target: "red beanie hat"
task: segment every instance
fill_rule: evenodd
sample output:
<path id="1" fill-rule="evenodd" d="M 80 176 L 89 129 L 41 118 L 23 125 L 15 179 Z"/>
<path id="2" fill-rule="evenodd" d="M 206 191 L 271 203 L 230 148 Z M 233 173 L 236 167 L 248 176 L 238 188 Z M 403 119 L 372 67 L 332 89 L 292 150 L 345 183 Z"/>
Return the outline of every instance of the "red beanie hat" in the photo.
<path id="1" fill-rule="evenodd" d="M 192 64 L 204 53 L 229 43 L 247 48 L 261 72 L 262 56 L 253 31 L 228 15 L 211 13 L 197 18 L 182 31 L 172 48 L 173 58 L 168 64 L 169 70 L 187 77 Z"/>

### What you should do
Reproduce the records above line for line, with every character unchanged.

### Result for this exercise
target: "red beanie hat"
task: segment every instance
fill_rule: evenodd
sample output:
<path id="1" fill-rule="evenodd" d="M 80 176 L 89 129 L 41 118 L 23 125 L 15 179 Z"/>
<path id="2" fill-rule="evenodd" d="M 206 191 L 271 203 L 230 148 Z M 233 173 L 236 167 L 248 176 L 238 188 Z M 403 119 L 372 67 L 332 89 L 292 150 L 345 183 Z"/>
Return the outline of every instance of the "red beanie hat" in the photo.
<path id="1" fill-rule="evenodd" d="M 192 64 L 204 53 L 229 43 L 247 48 L 261 72 L 262 56 L 253 31 L 228 15 L 211 13 L 197 18 L 182 31 L 172 48 L 173 58 L 168 64 L 169 70 L 187 77 Z"/>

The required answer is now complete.